Items listed in a dataset
--------
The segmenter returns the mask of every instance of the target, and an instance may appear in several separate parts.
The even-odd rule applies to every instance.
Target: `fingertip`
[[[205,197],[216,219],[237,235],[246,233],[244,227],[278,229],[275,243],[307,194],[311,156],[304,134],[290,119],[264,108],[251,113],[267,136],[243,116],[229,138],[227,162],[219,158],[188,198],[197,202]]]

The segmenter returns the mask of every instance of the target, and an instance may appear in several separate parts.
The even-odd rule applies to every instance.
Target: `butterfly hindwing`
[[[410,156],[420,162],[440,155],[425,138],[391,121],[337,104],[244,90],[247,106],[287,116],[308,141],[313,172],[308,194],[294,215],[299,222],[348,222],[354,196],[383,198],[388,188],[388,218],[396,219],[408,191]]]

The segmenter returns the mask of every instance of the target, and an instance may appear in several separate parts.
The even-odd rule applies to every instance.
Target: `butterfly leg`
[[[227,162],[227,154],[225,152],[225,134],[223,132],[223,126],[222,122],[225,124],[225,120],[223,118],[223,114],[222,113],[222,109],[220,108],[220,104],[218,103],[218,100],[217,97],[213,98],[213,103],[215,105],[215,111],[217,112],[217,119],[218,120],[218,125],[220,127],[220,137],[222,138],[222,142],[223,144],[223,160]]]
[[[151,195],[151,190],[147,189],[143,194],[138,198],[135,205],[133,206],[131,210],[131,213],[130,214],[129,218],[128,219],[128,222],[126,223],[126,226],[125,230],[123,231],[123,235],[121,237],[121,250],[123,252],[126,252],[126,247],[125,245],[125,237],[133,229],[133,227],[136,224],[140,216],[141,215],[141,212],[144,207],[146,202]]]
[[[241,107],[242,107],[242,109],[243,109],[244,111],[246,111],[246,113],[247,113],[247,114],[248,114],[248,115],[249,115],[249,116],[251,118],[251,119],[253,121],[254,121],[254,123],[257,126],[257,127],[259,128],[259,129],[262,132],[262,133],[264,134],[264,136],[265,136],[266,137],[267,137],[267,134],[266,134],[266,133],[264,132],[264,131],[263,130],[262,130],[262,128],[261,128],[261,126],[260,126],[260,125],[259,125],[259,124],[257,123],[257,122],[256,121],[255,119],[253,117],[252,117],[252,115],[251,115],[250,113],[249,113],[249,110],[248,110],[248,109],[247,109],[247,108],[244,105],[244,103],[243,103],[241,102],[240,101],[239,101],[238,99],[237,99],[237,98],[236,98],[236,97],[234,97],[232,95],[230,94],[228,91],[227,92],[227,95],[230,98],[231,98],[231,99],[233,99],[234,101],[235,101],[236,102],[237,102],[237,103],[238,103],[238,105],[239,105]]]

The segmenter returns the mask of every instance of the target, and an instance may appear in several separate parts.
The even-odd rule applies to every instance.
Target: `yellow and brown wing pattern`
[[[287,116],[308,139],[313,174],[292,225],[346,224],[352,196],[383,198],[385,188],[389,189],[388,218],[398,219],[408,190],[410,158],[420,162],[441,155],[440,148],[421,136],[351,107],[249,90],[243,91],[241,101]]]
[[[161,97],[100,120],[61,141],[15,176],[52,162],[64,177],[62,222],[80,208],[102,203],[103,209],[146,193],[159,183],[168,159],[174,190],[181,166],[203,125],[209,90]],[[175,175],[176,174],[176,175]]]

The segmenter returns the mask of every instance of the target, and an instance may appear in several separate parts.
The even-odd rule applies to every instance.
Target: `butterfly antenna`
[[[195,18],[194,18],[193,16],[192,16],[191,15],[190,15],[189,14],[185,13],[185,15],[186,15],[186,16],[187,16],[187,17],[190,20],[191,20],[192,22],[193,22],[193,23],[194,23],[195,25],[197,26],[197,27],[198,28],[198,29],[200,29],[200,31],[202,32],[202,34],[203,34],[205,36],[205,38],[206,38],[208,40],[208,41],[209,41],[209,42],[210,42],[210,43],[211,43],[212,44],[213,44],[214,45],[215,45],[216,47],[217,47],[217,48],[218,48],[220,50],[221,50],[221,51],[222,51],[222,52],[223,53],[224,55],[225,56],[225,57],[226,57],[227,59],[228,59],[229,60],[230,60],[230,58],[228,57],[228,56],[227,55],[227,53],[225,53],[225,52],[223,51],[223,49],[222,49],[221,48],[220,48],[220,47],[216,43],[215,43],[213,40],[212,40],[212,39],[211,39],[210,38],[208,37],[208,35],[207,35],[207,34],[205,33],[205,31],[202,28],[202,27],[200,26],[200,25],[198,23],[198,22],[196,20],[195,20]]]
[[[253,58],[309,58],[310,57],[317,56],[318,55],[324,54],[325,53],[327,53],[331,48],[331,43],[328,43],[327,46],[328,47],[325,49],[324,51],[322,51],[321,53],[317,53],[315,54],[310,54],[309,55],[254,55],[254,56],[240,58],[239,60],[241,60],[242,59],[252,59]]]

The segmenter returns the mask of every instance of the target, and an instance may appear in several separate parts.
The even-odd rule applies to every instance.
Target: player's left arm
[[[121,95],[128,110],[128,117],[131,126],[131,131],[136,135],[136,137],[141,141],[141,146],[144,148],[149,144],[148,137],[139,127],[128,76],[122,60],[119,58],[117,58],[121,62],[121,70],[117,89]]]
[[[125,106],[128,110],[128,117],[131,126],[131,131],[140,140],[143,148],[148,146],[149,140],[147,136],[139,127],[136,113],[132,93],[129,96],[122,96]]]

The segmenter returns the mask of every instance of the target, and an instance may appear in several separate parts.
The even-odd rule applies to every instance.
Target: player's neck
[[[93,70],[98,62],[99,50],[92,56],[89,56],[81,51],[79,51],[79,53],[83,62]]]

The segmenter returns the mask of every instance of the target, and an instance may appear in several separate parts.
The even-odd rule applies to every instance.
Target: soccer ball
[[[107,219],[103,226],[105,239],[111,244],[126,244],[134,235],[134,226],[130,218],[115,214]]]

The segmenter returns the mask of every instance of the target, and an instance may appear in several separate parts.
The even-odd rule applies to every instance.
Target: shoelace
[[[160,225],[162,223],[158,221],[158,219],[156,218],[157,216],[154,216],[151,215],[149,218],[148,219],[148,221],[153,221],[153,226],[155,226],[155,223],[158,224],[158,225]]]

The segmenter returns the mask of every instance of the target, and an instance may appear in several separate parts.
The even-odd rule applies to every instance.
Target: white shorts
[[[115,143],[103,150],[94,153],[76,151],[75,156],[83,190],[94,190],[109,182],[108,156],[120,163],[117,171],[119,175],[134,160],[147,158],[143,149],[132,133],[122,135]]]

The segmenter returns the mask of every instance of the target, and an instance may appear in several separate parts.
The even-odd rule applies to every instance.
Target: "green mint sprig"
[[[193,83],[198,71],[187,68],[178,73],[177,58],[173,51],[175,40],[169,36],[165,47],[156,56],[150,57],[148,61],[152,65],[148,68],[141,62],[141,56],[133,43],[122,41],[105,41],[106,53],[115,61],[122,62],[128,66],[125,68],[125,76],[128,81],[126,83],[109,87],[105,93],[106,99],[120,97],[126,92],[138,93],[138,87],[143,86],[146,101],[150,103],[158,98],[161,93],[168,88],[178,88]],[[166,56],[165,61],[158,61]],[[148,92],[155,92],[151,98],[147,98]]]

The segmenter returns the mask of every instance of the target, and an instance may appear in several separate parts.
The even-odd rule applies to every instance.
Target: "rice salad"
--------
Return every line of the data above that contains the word "butterfly", copying each one in full.

Target: `butterfly hindwing`
Target: `butterfly leg`
Target: `butterfly antenna`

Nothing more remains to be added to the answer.